BEGIN Listed records
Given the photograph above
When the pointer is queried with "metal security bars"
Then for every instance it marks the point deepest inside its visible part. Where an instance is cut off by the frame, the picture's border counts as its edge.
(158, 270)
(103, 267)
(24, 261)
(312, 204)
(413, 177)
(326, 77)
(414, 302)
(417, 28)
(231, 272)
END Listed records
**Given task**
Copy out every line of the material above, requests included, and add 119 to each x and y coordinate in the points.

**Correct answer**
Given the photograph above
When the pointer is queried with "metal security bars"
Then for every instance it marks the point deepest inside its visible part. Where an instance is cut off by the frame, the picture's border counts as its edge.
(277, 389)
(222, 386)
(143, 380)
(431, 323)
(532, 296)
(445, 196)
(533, 421)
(536, 147)
(350, 391)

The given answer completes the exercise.